**Quoted passage**
****************
How does the life insurance underwriting process work?
If you're in the market for a life insurance policy, here's what you should expect during the underwriting process.
Step 1: Complete a life insurance application form
Before underwriting begins, you must undergo the life insurance application process. You should have the following information when completing the form.
Personal information: You must provide your date of birth, name, address and contact information.
Health and medical history: Your insurer will need your height, weight, any preexisting medical conditions, medications you're taking and any surgeries or hospitalizations you've had. Things like your BMI (body mass index), blood pressure, cholesterol may come into play here.
Family's medical history: If your family has been diagnosed with a mental or physical illness, insurers want to know because it increases the likelihood you develop it too.
Lifestyle/occupation: Participating in high-risk activities (are you a skydiving enthusiast?) or working in hazardous jobs can increase your risk factor to insurers. Other factors that might come into play are your drug use or tobacco use, criminal history and history of risky behavior like DUIs.
Policy details: Your insurance company will inquire about the type of policy you're looking for (term life insurance or permanent), the length of the coverage and the death benefit amount. It may also ask for your designated beneficiary and their contact information.
Step 2: Complete a phone interview
A life insurance agent will call you a few days after submitting your application. A phone interview takes place to verify the lifestyle and health information on your application, fill in any incomplete answers, and ask additional questions.
After the phone interview, you'll usually be asked to schedule a date for your medical exam, if applicable. Not all insurance carriers require the medical exam, depending on your age and answers during the application process.
Step 3: Take a medical exam
Underwriters use medical examinations to determine your susceptibility to illnesses or injuries, indicating how likely you are to pass away soon. This information is used with underwriting guidelines to set your life insurance rates.
After your phone interview, a medical technician will conduct the examination at your home or a medical facility. The exam will typically consist of various body measurements, blood work and urine sample. To prepare for the medical exam, your insurance company may recommend you fast before a blood test or avoid caffeine and nicotine.
****************
**Data excerpts**
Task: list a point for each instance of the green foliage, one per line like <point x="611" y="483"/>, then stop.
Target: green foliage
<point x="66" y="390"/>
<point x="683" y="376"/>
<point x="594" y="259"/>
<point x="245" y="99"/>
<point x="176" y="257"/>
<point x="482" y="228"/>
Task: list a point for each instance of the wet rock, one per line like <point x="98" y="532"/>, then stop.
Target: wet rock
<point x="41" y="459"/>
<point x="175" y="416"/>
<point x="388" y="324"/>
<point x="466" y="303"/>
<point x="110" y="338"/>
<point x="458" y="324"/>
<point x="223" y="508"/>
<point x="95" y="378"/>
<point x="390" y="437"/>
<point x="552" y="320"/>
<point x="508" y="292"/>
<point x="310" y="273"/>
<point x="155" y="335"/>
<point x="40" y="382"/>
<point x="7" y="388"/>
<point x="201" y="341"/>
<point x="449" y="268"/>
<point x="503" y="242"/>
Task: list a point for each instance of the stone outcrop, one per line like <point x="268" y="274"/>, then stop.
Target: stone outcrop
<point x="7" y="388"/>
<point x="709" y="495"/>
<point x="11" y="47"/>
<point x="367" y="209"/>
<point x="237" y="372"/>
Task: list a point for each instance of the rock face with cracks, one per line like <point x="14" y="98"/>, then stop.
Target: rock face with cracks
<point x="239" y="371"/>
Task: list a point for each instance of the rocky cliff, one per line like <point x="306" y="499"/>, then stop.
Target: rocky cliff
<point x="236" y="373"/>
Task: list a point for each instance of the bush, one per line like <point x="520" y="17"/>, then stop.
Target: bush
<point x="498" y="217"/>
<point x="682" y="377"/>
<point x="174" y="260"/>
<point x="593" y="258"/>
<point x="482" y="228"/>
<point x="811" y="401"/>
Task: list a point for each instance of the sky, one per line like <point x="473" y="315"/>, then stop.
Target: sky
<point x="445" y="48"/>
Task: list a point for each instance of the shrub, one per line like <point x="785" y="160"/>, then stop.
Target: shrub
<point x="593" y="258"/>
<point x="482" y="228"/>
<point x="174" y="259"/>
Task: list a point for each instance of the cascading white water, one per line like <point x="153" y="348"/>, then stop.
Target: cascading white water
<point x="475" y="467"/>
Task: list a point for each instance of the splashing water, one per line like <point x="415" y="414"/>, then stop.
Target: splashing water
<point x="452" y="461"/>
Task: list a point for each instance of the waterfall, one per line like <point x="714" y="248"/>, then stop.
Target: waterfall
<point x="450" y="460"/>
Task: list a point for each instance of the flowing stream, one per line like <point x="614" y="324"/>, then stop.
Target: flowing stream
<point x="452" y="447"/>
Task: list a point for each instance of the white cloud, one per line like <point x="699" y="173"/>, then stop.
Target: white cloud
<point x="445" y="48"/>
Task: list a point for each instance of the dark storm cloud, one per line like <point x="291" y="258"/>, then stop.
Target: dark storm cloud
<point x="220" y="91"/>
****************
**Requirement**
Continue the text on the life insurance underwriting process, starting after its last sentence. The entries have nothing to do with this.

**Answer box**
Step 4: Application quality check
Whether you have a diagnosis for a preexisting condition like high blood pressure or have a high-risk lifestyle, you'll want to be transparent in your application. Insurance companies have a contestability period. This period typically lasts for two years and allows your insurer to deny your claim if you've falsified information on your application.
Application quality checks will identify discrepancies in your application. Accurate risk assessments also ensure that insurance companies place you in the right risk class and in turn offer you a fair life insurance quote. Underwriters will use these documents to verify the information on your life insurance application.
Attending physician's statement (APS): A report written by your doctor that details your medical history and current health status.
Medical Information Bureau (MIB): Underwriters check this database for previously submitted insurance applications and reported health conditions.
Motor vehicle report: Most insurance companies will check your driving record. If you have a driving history that demonstrates recklessness and serious traffic violations, that will affect your rates.
Prescription history: Insurers will check your previous prescription records to see current and past medicine usage.
Credit history: Insurance companies will view your credit score to see if you can make payments. While a poor credit score won't bar you from getting coverage, it may result in higher premiums.